Goal -
Write out the items below as a JSON list of strings, one string per line with blank lines skipped, starting with the line that contains "snow bank, imagine" and going on through the line that contains "(1247, 478)".

• • • •

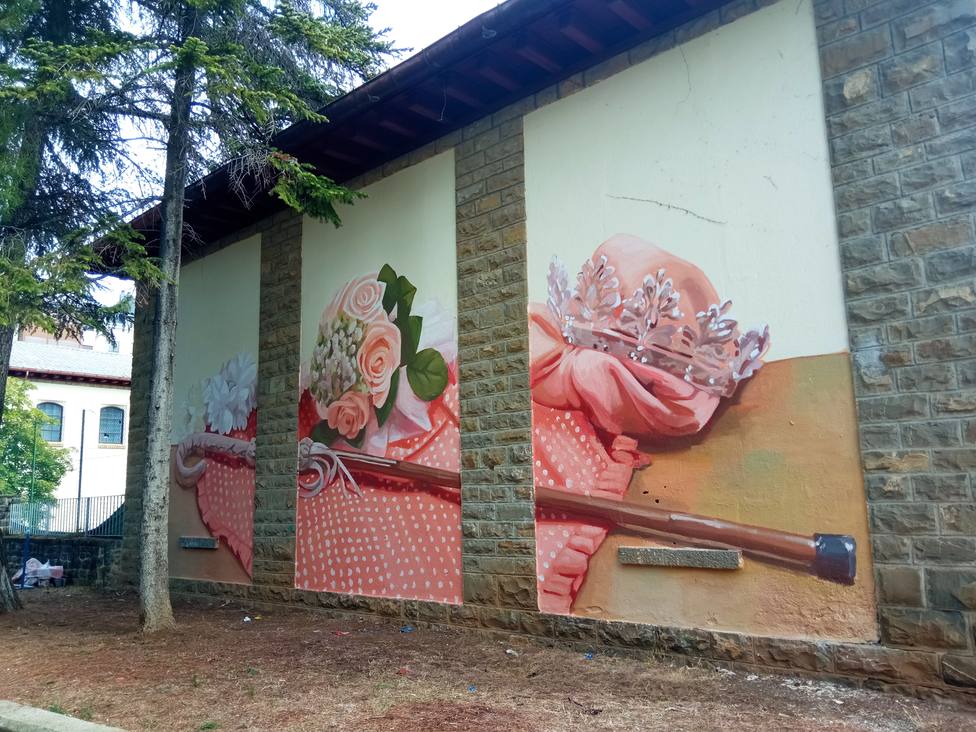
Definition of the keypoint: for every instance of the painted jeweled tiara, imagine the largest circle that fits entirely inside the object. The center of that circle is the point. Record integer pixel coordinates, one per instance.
(714, 356)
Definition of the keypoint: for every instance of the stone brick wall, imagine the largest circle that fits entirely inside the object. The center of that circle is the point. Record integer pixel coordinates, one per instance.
(125, 567)
(900, 98)
(899, 85)
(497, 507)
(277, 435)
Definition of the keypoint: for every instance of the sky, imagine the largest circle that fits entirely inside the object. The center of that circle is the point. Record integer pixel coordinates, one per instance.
(413, 24)
(418, 23)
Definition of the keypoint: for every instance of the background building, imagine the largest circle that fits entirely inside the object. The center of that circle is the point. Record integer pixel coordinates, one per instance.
(81, 382)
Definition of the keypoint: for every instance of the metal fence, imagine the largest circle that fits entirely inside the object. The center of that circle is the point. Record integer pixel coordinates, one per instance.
(93, 516)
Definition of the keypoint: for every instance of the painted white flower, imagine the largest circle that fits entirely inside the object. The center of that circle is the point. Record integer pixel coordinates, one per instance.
(220, 399)
(333, 369)
(241, 375)
(439, 331)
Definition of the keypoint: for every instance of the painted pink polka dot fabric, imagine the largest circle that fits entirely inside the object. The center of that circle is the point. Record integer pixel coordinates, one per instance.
(400, 539)
(225, 498)
(568, 455)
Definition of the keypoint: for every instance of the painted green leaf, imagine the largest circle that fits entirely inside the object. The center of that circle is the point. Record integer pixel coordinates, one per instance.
(383, 412)
(409, 337)
(357, 441)
(324, 434)
(427, 374)
(405, 293)
(391, 294)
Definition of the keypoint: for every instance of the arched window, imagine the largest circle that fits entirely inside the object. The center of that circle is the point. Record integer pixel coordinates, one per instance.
(51, 431)
(111, 422)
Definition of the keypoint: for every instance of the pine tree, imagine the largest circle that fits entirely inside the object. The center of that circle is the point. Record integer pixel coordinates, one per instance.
(214, 80)
(59, 213)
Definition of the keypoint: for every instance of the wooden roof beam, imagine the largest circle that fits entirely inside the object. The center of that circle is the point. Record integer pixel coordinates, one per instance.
(573, 27)
(427, 112)
(625, 10)
(396, 128)
(455, 89)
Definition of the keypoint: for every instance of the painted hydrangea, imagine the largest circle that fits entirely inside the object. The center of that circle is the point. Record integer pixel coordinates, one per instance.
(333, 369)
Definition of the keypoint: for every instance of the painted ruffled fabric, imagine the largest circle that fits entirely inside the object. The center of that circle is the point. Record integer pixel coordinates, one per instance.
(638, 350)
(381, 381)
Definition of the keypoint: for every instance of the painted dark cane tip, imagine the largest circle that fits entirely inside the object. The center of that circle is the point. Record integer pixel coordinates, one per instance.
(836, 558)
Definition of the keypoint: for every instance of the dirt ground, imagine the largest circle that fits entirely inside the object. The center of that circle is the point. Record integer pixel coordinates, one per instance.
(80, 653)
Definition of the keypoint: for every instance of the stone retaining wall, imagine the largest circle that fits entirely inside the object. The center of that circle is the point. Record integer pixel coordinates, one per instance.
(86, 560)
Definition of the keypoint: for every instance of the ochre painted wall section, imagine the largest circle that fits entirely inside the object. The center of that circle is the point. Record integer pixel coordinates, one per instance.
(653, 199)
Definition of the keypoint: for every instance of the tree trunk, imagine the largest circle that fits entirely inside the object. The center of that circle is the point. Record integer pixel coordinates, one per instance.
(8, 598)
(156, 610)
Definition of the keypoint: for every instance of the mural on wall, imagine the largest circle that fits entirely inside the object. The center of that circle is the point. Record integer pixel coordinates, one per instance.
(695, 441)
(640, 349)
(214, 426)
(215, 457)
(378, 493)
(379, 497)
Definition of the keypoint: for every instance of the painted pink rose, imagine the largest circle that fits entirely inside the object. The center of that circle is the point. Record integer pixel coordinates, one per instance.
(379, 358)
(348, 414)
(362, 298)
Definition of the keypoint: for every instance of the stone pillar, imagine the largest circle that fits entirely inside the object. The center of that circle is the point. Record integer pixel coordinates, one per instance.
(277, 428)
(497, 507)
(900, 98)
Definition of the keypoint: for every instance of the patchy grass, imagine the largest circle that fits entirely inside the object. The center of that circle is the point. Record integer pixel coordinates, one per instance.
(294, 670)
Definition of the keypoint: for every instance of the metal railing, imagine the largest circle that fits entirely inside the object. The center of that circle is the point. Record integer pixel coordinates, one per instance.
(92, 516)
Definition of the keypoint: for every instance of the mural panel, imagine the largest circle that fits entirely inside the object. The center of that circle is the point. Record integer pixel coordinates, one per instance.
(378, 488)
(690, 382)
(215, 416)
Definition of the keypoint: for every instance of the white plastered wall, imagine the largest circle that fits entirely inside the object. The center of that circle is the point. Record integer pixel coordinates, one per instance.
(103, 472)
(219, 309)
(716, 151)
(406, 221)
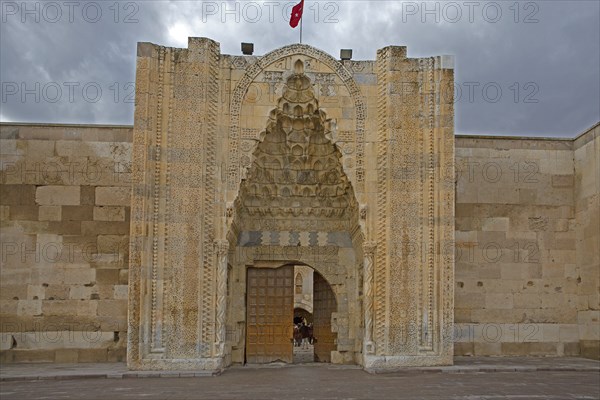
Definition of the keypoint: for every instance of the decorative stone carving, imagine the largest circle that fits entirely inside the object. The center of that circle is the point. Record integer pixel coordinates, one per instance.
(369, 254)
(214, 172)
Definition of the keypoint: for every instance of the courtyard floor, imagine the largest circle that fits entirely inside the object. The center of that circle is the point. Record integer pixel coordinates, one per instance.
(470, 378)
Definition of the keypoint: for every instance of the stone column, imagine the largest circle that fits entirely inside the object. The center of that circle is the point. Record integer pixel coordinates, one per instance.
(222, 250)
(369, 259)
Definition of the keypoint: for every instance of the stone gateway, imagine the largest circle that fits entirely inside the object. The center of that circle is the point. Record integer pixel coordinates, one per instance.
(245, 166)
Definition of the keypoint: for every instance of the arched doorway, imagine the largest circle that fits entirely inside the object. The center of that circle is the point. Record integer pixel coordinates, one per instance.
(296, 206)
(270, 317)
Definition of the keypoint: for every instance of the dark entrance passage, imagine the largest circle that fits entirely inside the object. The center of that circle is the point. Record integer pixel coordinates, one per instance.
(324, 304)
(270, 318)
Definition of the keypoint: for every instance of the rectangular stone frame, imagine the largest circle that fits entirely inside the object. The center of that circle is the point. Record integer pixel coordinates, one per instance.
(414, 259)
(173, 258)
(178, 258)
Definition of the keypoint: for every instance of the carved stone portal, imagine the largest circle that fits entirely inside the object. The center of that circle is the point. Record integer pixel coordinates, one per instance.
(291, 158)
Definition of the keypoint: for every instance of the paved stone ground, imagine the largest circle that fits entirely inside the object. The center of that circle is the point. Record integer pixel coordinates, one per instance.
(551, 379)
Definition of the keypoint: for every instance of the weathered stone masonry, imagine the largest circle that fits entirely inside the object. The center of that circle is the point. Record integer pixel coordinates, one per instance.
(527, 233)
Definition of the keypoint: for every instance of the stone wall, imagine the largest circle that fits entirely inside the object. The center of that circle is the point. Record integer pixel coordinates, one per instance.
(587, 239)
(65, 231)
(527, 235)
(527, 246)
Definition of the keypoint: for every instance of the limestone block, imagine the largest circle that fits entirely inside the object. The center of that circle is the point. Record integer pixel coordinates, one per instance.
(112, 307)
(113, 196)
(50, 213)
(4, 213)
(120, 292)
(29, 307)
(589, 325)
(495, 224)
(108, 213)
(58, 195)
(66, 356)
(568, 333)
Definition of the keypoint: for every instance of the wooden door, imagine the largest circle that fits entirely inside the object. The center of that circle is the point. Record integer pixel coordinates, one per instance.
(324, 303)
(269, 314)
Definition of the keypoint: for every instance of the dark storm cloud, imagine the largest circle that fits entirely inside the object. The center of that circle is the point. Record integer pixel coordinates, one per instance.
(526, 68)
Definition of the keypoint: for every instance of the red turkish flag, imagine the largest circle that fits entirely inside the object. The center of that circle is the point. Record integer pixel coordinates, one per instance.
(296, 14)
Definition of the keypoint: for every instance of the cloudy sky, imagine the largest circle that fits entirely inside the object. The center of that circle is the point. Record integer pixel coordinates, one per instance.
(522, 67)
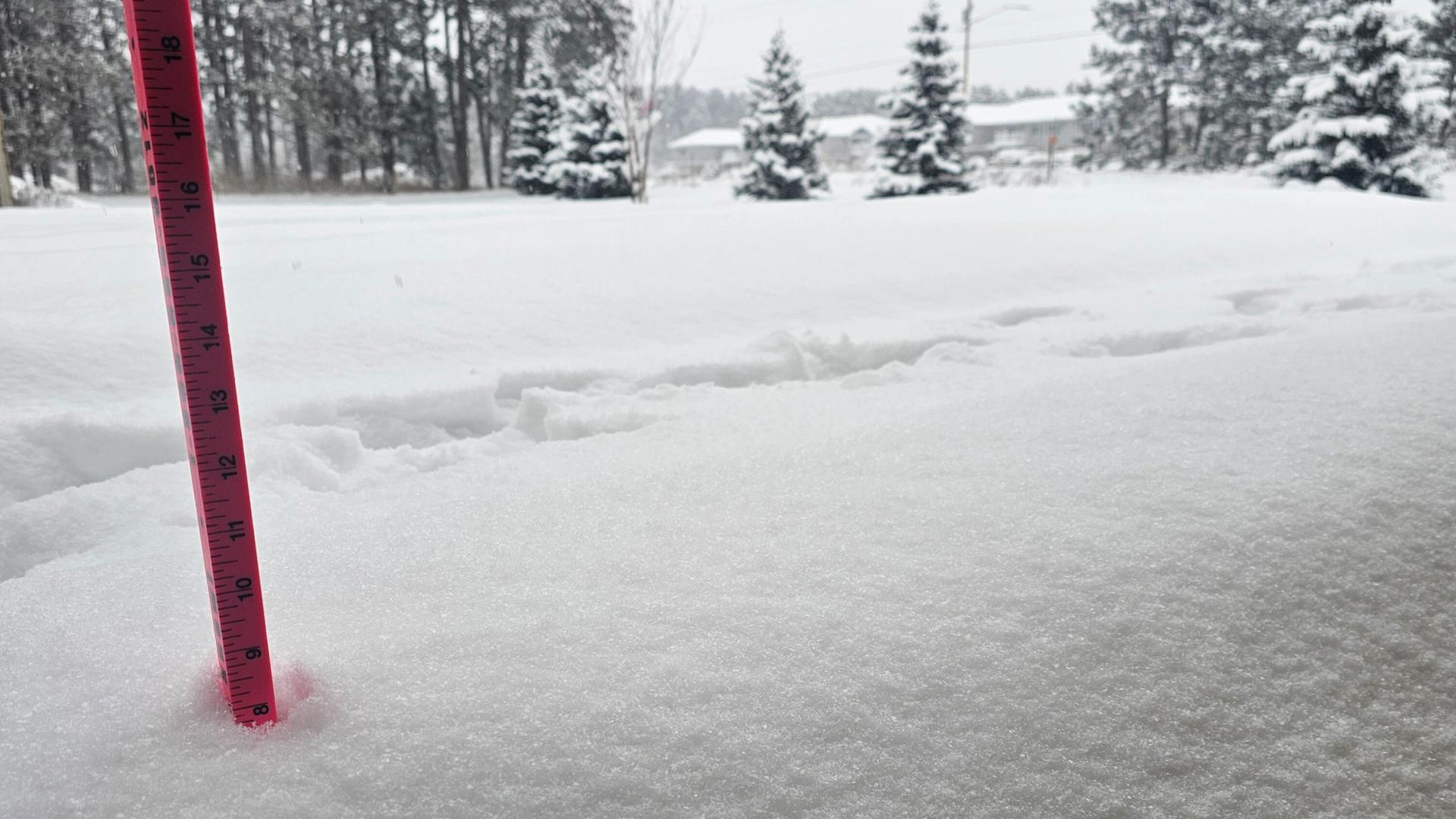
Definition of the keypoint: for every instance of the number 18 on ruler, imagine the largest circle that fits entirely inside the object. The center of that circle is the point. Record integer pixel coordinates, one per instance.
(164, 67)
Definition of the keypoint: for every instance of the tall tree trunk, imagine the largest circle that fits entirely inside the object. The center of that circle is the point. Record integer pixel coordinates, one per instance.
(436, 168)
(253, 107)
(462, 130)
(224, 120)
(379, 33)
(302, 96)
(481, 93)
(118, 108)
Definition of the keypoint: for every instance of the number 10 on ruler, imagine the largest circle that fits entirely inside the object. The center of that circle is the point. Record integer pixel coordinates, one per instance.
(164, 69)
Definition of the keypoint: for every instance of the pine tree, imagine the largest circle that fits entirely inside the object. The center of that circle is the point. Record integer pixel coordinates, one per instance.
(1242, 55)
(1440, 44)
(922, 153)
(590, 161)
(1134, 114)
(1365, 108)
(777, 134)
(535, 131)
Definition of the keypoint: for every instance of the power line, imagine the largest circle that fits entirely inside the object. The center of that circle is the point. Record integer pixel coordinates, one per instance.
(974, 47)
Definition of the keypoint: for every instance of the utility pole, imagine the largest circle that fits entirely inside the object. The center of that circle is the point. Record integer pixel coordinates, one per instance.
(965, 61)
(6, 197)
(968, 20)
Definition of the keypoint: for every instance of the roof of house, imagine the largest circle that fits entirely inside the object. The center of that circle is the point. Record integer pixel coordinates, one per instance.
(851, 126)
(710, 137)
(854, 124)
(1025, 111)
(1019, 112)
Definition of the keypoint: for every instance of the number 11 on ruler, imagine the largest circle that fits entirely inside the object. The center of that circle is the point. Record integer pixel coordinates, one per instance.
(164, 69)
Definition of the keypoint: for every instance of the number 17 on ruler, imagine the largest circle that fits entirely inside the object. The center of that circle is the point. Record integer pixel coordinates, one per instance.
(164, 69)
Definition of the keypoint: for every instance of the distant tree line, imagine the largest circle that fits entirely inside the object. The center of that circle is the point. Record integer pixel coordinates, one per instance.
(299, 93)
(1218, 83)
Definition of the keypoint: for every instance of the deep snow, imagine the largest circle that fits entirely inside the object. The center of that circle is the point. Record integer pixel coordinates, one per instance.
(1131, 497)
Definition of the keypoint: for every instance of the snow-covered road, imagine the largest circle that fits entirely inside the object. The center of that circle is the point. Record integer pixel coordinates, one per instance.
(1134, 497)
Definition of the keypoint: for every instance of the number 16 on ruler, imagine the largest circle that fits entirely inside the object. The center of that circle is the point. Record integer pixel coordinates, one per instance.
(164, 69)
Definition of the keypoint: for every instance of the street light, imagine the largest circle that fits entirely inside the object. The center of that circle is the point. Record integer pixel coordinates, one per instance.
(968, 19)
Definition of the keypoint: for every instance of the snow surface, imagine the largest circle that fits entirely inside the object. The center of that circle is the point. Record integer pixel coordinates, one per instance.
(1128, 497)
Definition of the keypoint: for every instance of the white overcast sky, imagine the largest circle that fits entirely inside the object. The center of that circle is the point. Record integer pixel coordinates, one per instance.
(862, 42)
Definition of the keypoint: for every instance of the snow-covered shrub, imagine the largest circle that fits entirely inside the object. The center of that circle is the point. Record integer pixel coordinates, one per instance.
(924, 152)
(777, 134)
(1365, 111)
(34, 196)
(590, 158)
(533, 133)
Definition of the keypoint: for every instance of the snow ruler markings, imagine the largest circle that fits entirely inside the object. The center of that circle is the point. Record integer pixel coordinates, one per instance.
(164, 67)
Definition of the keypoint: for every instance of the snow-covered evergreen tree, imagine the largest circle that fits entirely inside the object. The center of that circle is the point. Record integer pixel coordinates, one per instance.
(1242, 55)
(590, 161)
(1440, 44)
(1366, 105)
(777, 134)
(1136, 110)
(535, 133)
(924, 152)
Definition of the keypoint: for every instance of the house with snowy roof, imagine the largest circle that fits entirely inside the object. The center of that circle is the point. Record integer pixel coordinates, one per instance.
(1024, 127)
(849, 143)
(1012, 130)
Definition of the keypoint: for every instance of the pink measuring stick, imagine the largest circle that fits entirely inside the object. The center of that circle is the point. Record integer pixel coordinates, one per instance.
(164, 69)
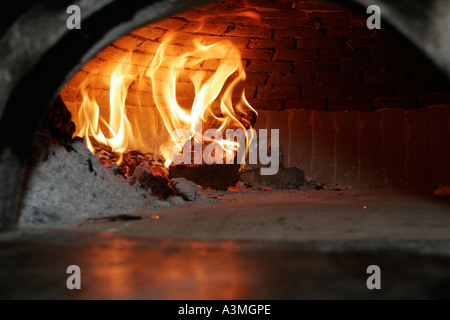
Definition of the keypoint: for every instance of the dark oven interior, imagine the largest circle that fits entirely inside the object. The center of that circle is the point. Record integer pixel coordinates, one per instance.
(360, 117)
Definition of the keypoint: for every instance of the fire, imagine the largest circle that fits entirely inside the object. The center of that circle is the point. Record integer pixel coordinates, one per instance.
(215, 104)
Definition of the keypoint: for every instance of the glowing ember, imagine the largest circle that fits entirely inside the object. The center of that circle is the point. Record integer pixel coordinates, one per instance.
(214, 106)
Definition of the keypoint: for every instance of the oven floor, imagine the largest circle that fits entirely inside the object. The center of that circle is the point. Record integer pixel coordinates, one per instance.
(246, 245)
(293, 216)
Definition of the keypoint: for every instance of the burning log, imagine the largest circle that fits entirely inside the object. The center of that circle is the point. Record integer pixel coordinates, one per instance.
(215, 176)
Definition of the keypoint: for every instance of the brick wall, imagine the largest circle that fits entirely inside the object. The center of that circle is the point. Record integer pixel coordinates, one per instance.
(327, 70)
(390, 148)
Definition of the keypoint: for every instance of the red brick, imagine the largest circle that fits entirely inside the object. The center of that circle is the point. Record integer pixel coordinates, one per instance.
(272, 43)
(285, 19)
(370, 91)
(240, 43)
(266, 104)
(334, 54)
(254, 32)
(297, 33)
(277, 92)
(296, 54)
(204, 28)
(111, 54)
(300, 142)
(261, 122)
(192, 15)
(318, 104)
(396, 102)
(323, 146)
(384, 77)
(368, 41)
(256, 78)
(333, 78)
(298, 79)
(169, 24)
(422, 72)
(354, 65)
(439, 144)
(280, 120)
(256, 54)
(418, 149)
(269, 66)
(149, 32)
(346, 125)
(324, 91)
(416, 88)
(393, 147)
(426, 100)
(272, 4)
(128, 43)
(349, 31)
(320, 44)
(369, 146)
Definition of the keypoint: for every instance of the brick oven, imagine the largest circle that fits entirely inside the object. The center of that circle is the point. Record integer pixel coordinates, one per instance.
(362, 117)
(354, 106)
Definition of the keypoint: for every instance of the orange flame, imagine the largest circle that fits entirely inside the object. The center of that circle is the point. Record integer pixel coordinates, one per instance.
(214, 103)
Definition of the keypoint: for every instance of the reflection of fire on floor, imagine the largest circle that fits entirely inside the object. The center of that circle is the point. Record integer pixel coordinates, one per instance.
(34, 266)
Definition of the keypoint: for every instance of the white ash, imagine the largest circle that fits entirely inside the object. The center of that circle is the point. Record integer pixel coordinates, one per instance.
(73, 186)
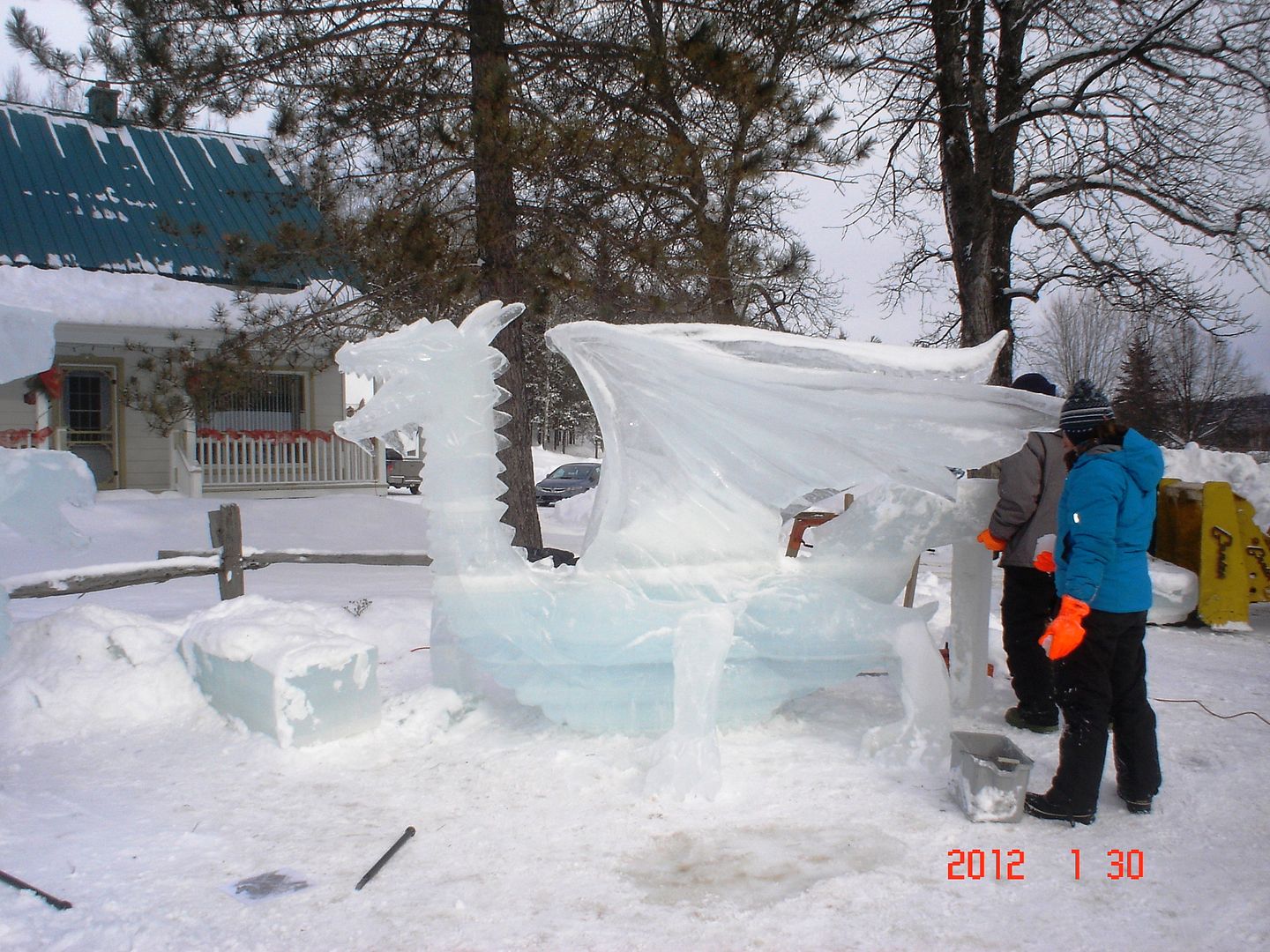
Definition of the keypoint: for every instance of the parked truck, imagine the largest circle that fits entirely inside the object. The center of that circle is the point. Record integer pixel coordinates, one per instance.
(403, 471)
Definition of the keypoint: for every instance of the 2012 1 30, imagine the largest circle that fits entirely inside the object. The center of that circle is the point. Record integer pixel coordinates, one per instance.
(1007, 865)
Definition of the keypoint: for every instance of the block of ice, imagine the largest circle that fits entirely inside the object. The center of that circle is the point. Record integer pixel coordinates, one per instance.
(283, 671)
(26, 342)
(710, 435)
(1174, 593)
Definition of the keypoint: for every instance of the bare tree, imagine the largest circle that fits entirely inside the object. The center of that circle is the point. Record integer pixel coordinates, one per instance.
(1081, 337)
(1204, 383)
(1071, 144)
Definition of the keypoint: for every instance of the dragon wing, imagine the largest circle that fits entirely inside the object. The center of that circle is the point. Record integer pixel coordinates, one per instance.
(712, 430)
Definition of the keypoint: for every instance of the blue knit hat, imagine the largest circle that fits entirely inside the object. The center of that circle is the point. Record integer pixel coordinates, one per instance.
(1084, 410)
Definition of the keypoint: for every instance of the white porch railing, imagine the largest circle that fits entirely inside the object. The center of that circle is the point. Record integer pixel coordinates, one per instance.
(26, 438)
(231, 460)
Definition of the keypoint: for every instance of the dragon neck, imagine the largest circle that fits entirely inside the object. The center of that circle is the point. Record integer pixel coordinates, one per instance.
(462, 482)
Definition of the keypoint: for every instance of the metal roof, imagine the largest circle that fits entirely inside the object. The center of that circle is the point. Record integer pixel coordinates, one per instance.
(126, 198)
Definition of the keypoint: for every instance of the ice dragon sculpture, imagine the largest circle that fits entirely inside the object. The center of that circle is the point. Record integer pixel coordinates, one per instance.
(710, 433)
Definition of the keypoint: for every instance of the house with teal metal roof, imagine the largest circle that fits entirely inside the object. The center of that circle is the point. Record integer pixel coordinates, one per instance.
(129, 239)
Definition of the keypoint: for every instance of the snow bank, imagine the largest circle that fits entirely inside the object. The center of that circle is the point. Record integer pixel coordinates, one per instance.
(93, 671)
(132, 300)
(1247, 478)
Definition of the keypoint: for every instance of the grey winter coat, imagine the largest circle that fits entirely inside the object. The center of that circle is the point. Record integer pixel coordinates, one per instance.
(1027, 494)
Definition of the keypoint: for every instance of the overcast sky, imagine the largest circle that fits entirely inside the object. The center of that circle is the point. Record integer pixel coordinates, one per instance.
(857, 257)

• • • •

Answer in full -
[
  "Definition of the keypoint: for every instance of the snow bank, imagine the largest circle that fits entirely inside the object. The center of that circle is the point. Record integer pixel coordinates, one per instance.",
  "(93, 671)",
  "(132, 300)",
  "(1247, 478)"
]